**Exercise details**
Where the string "beside" occurs in a line of the entries below, copy that line.

Collected data
▶

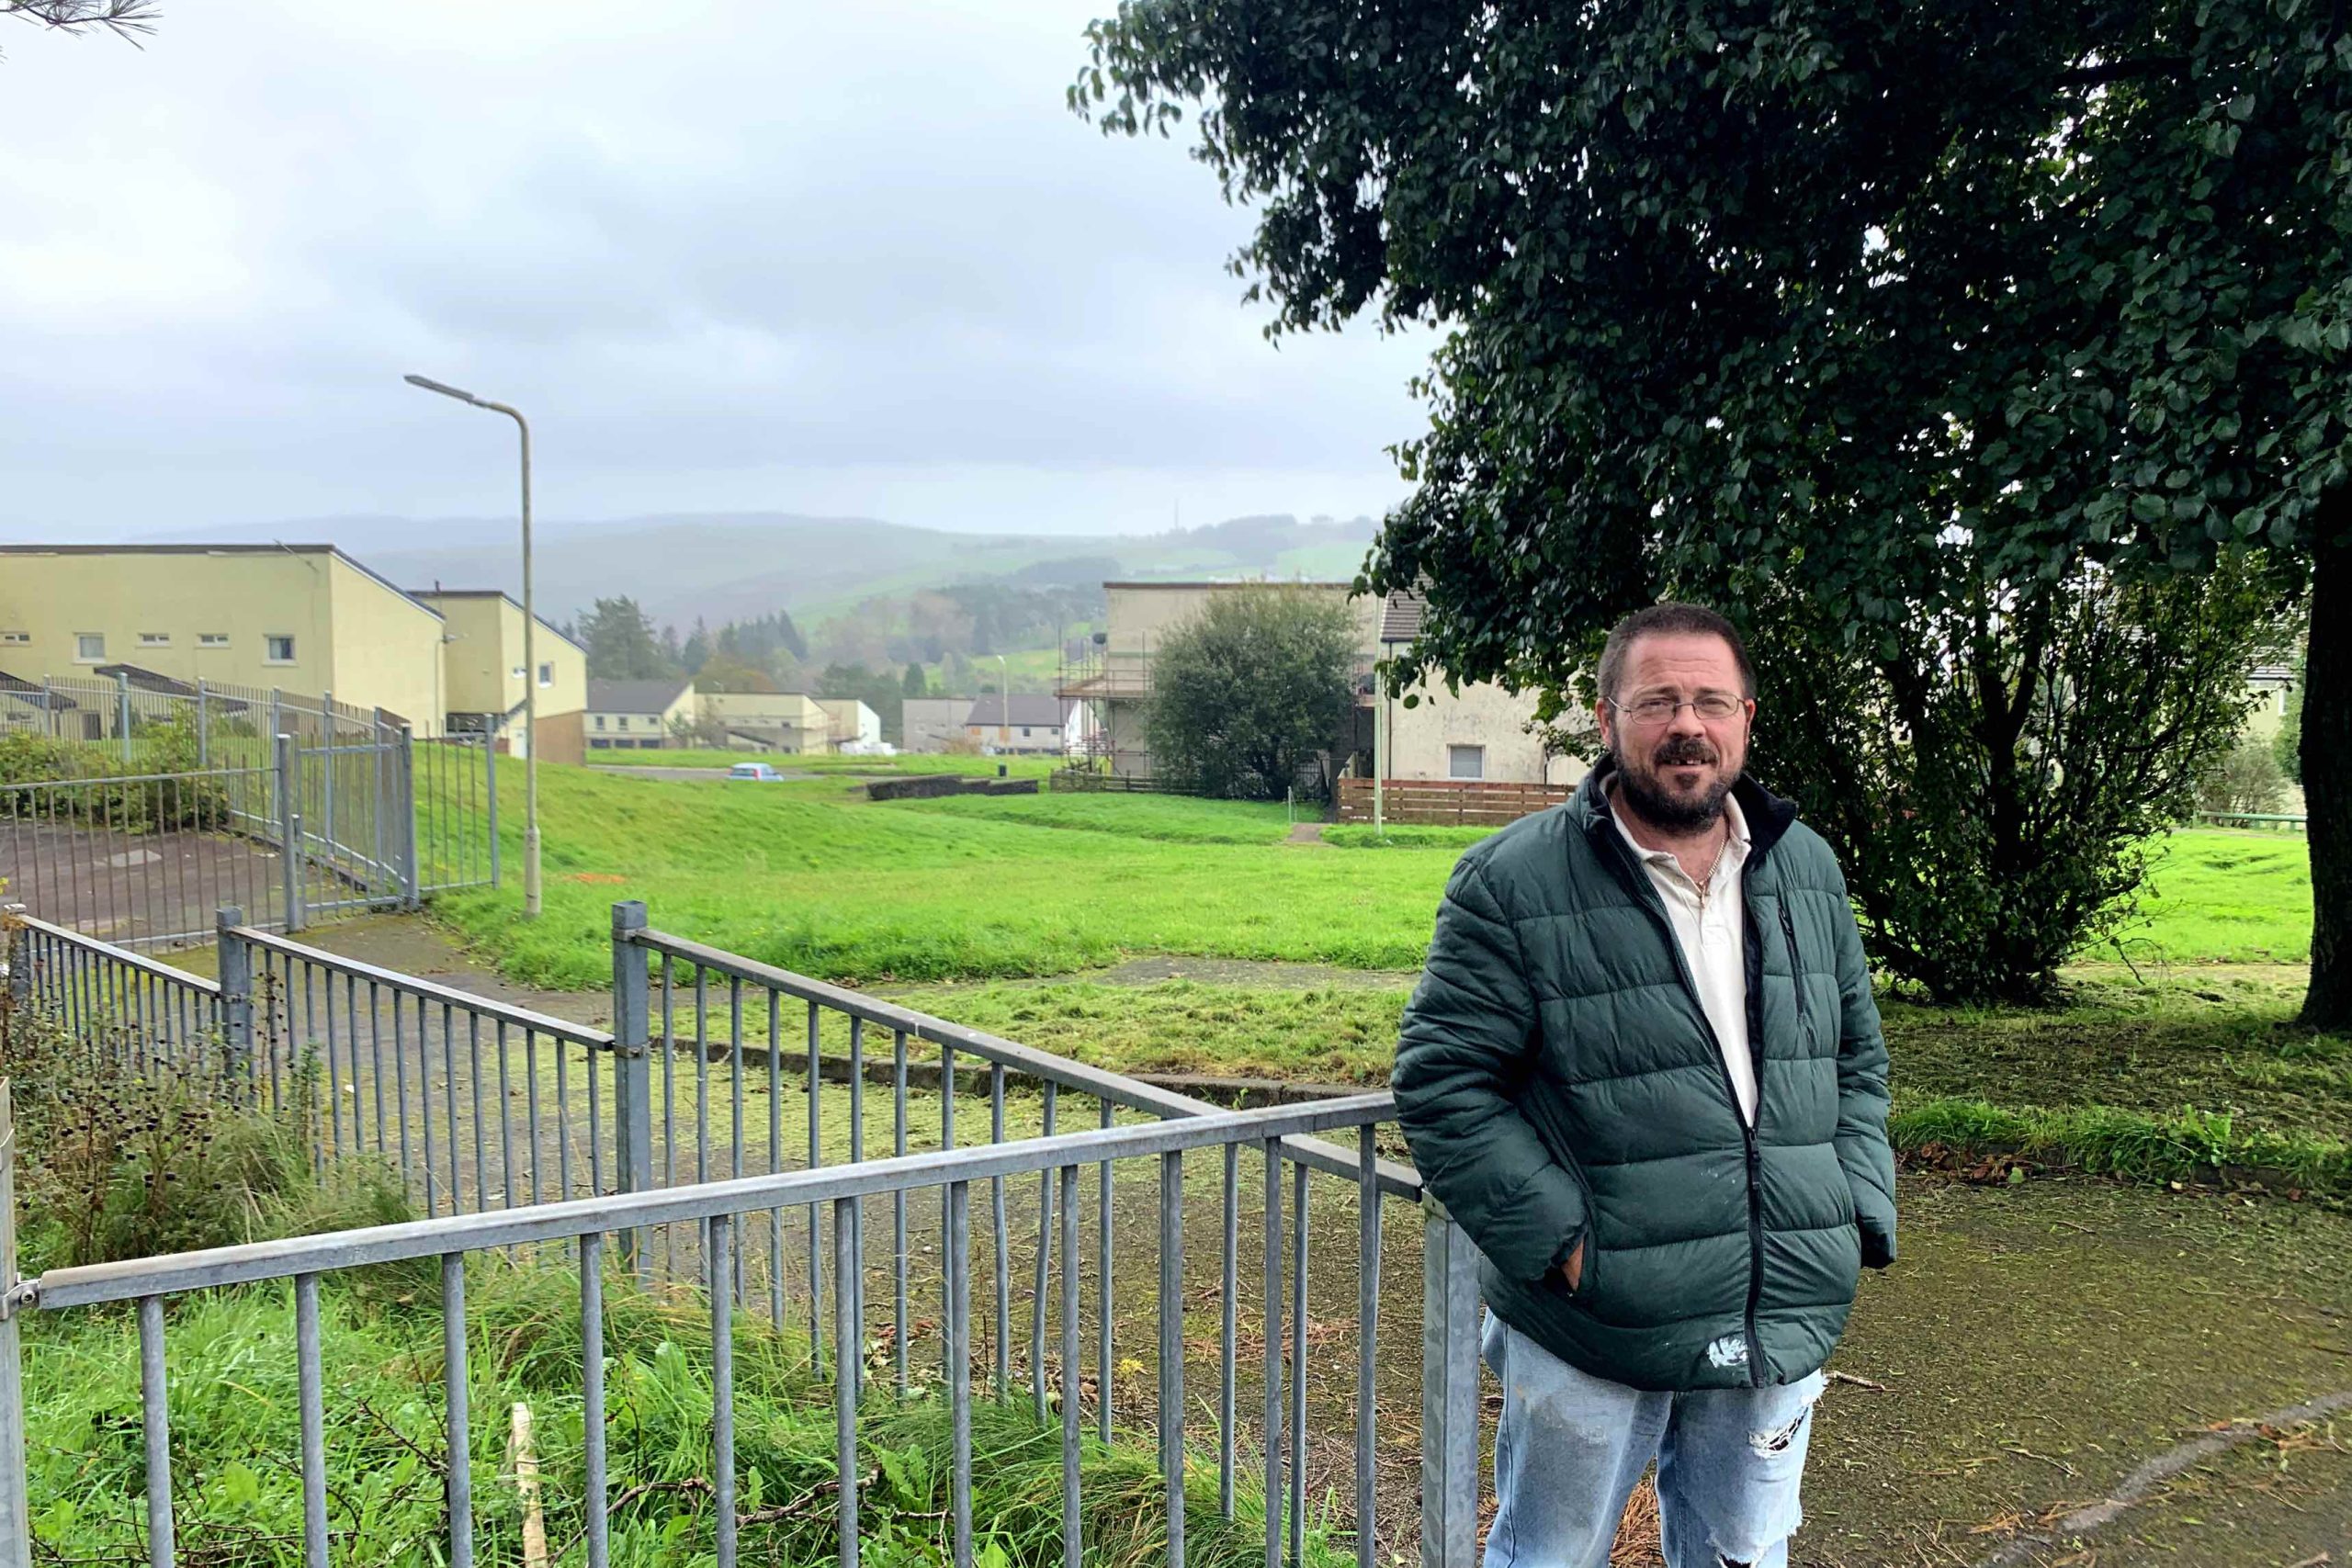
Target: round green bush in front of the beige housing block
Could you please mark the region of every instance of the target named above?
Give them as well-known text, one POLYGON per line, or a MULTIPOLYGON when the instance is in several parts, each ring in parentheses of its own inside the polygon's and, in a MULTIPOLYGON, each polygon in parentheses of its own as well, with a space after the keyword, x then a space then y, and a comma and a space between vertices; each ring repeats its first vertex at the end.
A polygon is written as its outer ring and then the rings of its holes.
POLYGON ((1152 654, 1152 771, 1230 799, 1319 792, 1317 762, 1345 743, 1355 712, 1352 665, 1345 604, 1277 585, 1209 595, 1152 654))

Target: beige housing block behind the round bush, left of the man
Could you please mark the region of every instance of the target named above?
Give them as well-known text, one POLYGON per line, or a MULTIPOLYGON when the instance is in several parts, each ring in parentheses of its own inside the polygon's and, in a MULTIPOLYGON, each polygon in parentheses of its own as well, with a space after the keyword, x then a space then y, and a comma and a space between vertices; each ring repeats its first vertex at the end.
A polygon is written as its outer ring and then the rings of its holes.
MULTIPOLYGON (((1374 665, 1411 642, 1421 628, 1416 595, 1350 597, 1350 583, 1103 583, 1108 623, 1096 654, 1061 684, 1061 696, 1091 710, 1089 750, 1112 773, 1148 778, 1150 745, 1143 703, 1152 693, 1152 654, 1192 623, 1214 595, 1308 592, 1348 609, 1357 637, 1357 705, 1345 733, 1331 738, 1334 778, 1385 778, 1432 785, 1566 788, 1583 778, 1583 762, 1550 752, 1534 731, 1534 693, 1512 696, 1496 684, 1449 691, 1442 675, 1402 696, 1378 691, 1374 665)), ((1531 797, 1536 799, 1536 797, 1531 797)))

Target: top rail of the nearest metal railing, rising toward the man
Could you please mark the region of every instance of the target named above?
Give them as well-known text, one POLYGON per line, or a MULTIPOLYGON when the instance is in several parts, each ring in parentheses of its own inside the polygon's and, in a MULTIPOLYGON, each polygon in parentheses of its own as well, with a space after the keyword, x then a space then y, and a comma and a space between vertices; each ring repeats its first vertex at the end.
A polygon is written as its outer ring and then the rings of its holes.
POLYGON ((1065 1166, 1091 1166, 1112 1159, 1178 1154, 1183 1150, 1237 1143, 1268 1143, 1296 1133, 1367 1126, 1397 1114, 1388 1093, 1350 1095, 1310 1105, 1268 1105, 1258 1110, 1174 1117, 1136 1126, 1105 1126, 1054 1138, 985 1143, 962 1150, 898 1154, 854 1166, 818 1166, 814 1171, 779 1171, 743 1175, 694 1187, 659 1187, 616 1192, 593 1199, 567 1199, 529 1208, 492 1208, 435 1220, 369 1225, 365 1229, 322 1237, 289 1237, 245 1246, 214 1246, 167 1258, 132 1258, 49 1269, 26 1284, 35 1307, 92 1307, 99 1302, 176 1295, 216 1286, 289 1279, 412 1258, 447 1258, 529 1241, 572 1241, 583 1234, 607 1234, 713 1215, 793 1208, 837 1199, 922 1192, 955 1182, 1028 1175, 1065 1166))

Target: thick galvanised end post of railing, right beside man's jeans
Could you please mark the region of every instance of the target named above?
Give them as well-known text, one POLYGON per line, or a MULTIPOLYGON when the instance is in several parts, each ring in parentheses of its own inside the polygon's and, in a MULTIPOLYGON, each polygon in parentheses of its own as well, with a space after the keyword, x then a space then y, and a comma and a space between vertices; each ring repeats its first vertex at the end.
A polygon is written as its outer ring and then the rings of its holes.
POLYGON ((1421 1568, 1475 1568, 1477 1248, 1437 1199, 1421 1215, 1421 1568))

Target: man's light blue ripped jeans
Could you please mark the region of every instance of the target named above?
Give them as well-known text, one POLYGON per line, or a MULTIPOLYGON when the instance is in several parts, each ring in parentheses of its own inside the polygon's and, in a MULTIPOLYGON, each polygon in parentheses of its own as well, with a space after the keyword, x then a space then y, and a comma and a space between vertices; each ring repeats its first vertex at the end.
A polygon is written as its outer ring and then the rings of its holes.
POLYGON ((1491 1312, 1484 1352, 1503 1385, 1484 1568, 1604 1568, 1651 1458, 1668 1568, 1785 1568, 1820 1373, 1646 1394, 1576 1371, 1491 1312))

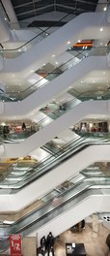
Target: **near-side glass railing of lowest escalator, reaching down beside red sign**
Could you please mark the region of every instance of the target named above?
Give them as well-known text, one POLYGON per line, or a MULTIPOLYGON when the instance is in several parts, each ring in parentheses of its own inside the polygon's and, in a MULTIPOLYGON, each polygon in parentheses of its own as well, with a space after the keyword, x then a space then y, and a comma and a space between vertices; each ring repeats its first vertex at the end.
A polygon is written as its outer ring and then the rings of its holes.
MULTIPOLYGON (((91 186, 90 186, 91 187, 91 186)), ((101 186, 100 186, 101 188, 101 186)), ((105 193, 106 194, 106 193, 105 193)), ((52 220, 54 217, 58 217, 60 214, 67 211, 69 208, 75 207, 76 204, 84 201, 87 197, 91 195, 101 195, 101 190, 99 189, 91 189, 89 190, 89 186, 85 187, 85 189, 81 188, 80 192, 75 194, 74 196, 71 194, 69 196, 64 196, 59 201, 59 206, 56 207, 51 204, 46 204, 43 208, 38 209, 37 211, 31 213, 19 221, 16 221, 13 225, 1 225, 0 233, 2 237, 2 246, 0 246, 0 250, 3 251, 3 248, 9 247, 9 236, 10 234, 18 234, 22 233, 22 235, 27 235, 34 230, 37 230, 48 221, 52 220), (33 226, 34 225, 34 226, 33 226), (31 229, 30 229, 31 228, 31 229)), ((0 240, 1 241, 1 240, 0 240)))

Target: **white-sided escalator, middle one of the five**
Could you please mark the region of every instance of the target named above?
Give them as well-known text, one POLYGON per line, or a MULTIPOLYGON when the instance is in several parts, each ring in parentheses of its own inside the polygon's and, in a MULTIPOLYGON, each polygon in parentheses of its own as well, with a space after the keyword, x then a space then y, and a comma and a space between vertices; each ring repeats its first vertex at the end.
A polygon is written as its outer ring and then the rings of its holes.
MULTIPOLYGON (((108 102, 106 101, 87 101, 79 104, 78 100, 70 102, 67 111, 53 112, 52 116, 46 116, 38 123, 41 130, 30 136, 21 143, 3 144, 4 157, 22 157, 30 154, 34 149, 46 144, 66 128, 78 123, 80 120, 91 115, 107 115, 108 102), (48 118, 49 117, 49 118, 48 118), (46 135, 46 136, 45 136, 46 135)), ((3 154, 3 152, 2 152, 3 154)))

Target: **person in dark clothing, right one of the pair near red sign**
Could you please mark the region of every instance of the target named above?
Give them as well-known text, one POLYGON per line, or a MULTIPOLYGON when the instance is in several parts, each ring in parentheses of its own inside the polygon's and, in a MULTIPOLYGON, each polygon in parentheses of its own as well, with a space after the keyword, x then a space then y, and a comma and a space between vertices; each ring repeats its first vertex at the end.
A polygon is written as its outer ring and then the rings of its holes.
POLYGON ((49 232, 46 243, 47 243, 47 255, 49 256, 50 251, 52 252, 52 256, 54 256, 54 237, 51 232, 49 232))

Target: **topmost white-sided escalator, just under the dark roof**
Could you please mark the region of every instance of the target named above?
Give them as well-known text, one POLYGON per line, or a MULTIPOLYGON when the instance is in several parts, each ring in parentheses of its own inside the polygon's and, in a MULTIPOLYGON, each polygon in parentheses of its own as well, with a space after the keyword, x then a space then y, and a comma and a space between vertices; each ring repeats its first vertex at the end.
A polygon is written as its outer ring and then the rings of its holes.
MULTIPOLYGON (((80 16, 76 16, 70 20, 69 23, 44 38, 39 44, 33 44, 33 41, 29 42, 29 44, 27 43, 27 45, 25 45, 25 52, 22 53, 22 47, 17 48, 17 52, 19 52, 19 56, 17 55, 17 58, 10 59, 10 62, 8 59, 5 59, 4 73, 24 73, 24 71, 26 71, 27 68, 30 68, 34 63, 36 63, 36 66, 40 68, 43 63, 48 61, 48 55, 51 56, 52 54, 55 54, 55 52, 58 55, 66 51, 70 46, 78 42, 79 38, 80 40, 92 40, 104 37, 108 40, 108 18, 109 13, 107 14, 107 12, 85 13, 80 16), (101 26, 104 29, 104 35, 103 33, 99 34, 98 32, 101 26), (63 37, 61 37, 61 35, 63 35, 63 37), (33 45, 33 48, 30 48, 30 45, 33 45)), ((34 42, 36 42, 35 39, 34 42)), ((16 51, 16 49, 10 50, 10 52, 13 53, 14 51, 16 51)))

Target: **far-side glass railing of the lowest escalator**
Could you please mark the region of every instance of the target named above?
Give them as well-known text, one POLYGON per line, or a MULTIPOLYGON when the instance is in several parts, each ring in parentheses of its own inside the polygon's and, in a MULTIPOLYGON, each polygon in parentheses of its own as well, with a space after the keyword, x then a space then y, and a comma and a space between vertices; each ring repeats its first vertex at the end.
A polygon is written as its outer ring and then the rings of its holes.
MULTIPOLYGON (((110 185, 110 180, 107 183, 110 185)), ((39 221, 39 218, 41 218, 41 216, 43 216, 44 218, 46 214, 50 214, 56 208, 57 210, 58 208, 60 208, 60 212, 58 210, 57 215, 61 214, 62 212, 64 212, 64 205, 67 205, 67 203, 69 204, 69 202, 72 202, 70 203, 70 205, 72 204, 72 207, 75 205, 74 204, 75 202, 73 201, 74 199, 76 199, 77 201, 77 197, 79 197, 79 194, 82 200, 83 193, 87 191, 89 188, 92 188, 92 186, 95 187, 96 185, 98 185, 99 188, 101 188, 101 186, 105 184, 106 184, 106 180, 104 181, 101 180, 101 182, 100 181, 98 182, 98 180, 96 181, 95 178, 93 180, 92 178, 89 180, 85 179, 84 182, 81 182, 80 184, 75 185, 73 188, 70 188, 68 191, 65 191, 60 195, 58 195, 57 199, 59 200, 59 204, 58 203, 54 204, 54 198, 48 197, 48 200, 45 202, 45 204, 40 208, 38 208, 37 210, 34 210, 31 214, 28 214, 26 217, 23 217, 22 219, 16 221, 14 224, 10 225, 9 227, 4 226, 4 229, 3 229, 1 226, 0 229, 3 232, 2 236, 8 236, 11 233, 16 233, 17 231, 24 230, 25 228, 29 227, 29 225, 31 226, 33 222, 35 223, 35 221, 39 221)))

◀

**Reply to the exercise**
Target: thick galvanised end post of railing, right beside man's jeans
Target: **near-side glass railing of lowest escalator, reaching down beside red sign**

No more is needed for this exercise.